[Saved data entries]
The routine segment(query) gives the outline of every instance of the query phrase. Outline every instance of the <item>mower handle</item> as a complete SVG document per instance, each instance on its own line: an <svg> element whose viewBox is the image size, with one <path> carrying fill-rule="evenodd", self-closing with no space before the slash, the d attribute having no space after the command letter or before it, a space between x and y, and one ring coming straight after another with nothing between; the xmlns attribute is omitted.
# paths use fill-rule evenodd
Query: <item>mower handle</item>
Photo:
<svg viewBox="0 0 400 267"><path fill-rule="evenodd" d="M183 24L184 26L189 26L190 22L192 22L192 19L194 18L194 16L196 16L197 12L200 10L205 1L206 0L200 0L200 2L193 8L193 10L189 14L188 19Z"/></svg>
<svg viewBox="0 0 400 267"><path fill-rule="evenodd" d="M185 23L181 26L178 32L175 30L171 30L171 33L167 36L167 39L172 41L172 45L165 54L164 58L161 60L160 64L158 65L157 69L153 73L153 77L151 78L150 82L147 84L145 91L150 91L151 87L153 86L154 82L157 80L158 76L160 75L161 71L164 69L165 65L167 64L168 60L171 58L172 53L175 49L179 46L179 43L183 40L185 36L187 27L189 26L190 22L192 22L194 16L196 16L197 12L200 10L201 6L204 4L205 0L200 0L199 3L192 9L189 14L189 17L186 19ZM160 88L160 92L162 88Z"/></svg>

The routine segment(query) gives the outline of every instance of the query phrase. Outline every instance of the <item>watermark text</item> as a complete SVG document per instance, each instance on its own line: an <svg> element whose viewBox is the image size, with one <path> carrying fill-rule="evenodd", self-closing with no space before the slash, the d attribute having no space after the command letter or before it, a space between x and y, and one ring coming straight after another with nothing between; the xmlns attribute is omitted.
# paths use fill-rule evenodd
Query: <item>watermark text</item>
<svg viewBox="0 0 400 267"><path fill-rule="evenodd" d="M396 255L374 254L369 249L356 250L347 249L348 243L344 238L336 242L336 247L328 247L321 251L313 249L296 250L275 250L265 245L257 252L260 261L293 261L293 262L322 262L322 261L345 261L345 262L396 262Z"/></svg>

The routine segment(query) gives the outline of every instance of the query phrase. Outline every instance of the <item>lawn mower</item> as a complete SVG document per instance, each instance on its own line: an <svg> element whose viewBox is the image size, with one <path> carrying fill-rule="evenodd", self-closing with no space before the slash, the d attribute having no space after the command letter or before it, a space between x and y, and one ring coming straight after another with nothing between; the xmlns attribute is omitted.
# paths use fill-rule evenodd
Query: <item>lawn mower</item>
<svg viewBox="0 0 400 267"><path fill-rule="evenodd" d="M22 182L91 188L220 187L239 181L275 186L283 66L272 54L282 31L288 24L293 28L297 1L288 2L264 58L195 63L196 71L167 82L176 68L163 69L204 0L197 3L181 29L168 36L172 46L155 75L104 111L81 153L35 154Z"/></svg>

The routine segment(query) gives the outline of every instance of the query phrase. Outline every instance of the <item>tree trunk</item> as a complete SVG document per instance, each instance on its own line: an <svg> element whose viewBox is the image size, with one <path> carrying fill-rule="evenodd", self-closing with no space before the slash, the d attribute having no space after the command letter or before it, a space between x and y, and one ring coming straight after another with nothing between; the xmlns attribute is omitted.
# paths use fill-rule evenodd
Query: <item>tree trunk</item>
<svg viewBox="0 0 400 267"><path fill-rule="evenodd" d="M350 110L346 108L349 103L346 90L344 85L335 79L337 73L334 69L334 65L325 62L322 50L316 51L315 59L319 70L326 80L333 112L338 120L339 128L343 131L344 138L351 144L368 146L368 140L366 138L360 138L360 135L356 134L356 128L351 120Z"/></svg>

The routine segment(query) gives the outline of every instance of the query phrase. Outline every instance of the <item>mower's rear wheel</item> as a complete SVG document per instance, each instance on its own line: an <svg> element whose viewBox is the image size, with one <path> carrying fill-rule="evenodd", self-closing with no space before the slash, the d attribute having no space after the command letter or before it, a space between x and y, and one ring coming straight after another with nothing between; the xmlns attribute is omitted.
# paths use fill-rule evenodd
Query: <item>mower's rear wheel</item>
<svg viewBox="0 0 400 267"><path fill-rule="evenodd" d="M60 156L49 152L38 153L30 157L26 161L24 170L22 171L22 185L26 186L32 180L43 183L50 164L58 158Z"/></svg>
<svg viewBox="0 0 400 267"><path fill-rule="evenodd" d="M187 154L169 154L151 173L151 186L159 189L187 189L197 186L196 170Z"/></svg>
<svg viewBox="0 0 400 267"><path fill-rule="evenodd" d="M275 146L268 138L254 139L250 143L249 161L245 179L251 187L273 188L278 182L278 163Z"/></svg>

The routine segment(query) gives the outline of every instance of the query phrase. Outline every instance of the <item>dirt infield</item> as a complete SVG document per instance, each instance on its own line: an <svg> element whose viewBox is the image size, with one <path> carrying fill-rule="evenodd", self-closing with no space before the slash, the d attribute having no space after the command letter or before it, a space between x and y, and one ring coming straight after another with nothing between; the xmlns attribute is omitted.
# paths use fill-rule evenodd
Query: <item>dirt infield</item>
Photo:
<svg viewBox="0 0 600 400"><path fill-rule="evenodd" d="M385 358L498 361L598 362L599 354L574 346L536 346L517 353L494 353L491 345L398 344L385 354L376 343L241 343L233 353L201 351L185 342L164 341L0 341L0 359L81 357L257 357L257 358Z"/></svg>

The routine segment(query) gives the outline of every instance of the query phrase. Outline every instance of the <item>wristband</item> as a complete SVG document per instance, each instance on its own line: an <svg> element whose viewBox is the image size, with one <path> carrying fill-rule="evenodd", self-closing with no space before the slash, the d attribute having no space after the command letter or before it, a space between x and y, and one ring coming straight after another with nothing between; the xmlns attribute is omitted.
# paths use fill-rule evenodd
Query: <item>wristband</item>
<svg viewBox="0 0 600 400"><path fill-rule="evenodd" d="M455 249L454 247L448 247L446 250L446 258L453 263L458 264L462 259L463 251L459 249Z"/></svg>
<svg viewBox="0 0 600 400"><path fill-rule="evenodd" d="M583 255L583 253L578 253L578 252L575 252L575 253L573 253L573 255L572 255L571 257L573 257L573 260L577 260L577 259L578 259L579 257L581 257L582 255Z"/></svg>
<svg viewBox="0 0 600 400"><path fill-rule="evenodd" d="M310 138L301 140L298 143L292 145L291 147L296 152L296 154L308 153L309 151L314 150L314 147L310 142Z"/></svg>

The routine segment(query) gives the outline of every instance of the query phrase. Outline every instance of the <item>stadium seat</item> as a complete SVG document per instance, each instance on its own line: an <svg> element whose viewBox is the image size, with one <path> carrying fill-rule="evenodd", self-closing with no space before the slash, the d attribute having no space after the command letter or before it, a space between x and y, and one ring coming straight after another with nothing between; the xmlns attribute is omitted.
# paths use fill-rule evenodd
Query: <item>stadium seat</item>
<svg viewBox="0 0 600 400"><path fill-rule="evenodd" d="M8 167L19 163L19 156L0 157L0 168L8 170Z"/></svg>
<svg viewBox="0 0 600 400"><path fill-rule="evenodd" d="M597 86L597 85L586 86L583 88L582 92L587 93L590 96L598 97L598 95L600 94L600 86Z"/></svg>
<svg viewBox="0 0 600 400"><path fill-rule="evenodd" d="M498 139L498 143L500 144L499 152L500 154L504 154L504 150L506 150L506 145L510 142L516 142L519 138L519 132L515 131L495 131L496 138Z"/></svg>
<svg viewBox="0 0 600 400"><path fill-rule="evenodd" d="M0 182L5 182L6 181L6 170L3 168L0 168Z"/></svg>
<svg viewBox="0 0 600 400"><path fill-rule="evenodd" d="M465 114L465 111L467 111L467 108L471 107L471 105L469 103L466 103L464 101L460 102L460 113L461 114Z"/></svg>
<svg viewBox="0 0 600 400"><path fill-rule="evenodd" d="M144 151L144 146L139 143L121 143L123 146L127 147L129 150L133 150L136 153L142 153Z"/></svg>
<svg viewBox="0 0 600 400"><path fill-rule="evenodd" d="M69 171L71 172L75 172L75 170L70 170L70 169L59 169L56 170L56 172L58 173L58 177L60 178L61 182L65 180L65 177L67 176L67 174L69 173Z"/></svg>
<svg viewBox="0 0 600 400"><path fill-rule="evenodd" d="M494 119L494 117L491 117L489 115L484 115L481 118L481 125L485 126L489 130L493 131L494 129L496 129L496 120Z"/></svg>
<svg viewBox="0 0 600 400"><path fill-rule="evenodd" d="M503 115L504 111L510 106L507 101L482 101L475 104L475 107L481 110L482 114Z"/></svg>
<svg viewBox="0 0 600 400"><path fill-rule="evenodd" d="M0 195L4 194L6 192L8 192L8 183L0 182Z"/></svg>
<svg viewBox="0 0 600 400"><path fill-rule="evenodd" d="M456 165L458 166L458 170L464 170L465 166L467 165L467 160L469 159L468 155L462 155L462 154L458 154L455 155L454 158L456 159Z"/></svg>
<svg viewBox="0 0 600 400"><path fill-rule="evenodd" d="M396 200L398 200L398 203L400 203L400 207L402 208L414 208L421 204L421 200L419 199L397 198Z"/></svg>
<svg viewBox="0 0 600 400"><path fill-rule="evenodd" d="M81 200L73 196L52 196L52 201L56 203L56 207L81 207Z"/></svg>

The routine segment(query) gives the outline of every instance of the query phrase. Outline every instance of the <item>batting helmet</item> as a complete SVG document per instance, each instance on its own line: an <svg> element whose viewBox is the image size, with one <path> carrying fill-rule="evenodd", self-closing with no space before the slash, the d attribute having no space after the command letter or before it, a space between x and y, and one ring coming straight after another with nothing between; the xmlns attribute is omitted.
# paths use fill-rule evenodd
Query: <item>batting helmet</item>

__WHAT IS REQUIRED__. Go through the records from the first line and copy each one exactly, ending after the line that contains "Query: <item>mower handle</item>". Give nothing else.

__EXERCISE RESPONSE__.
The routine segment(query) gives the outline of every instance of the query phrase. Outline every instance of the <item>mower handle</item> as a complete SVG document per instance, each instance on its own line: an <svg> element whose viewBox is the image size, with one <path> carrying fill-rule="evenodd", self-closing with no space before the slash, the d attribute having no space after the command letter or before it, a space between x and y, and one ring coming straight after another with nothing between; the xmlns attribute is omitted.
# paths use fill-rule evenodd
Query: <item>mower handle</item>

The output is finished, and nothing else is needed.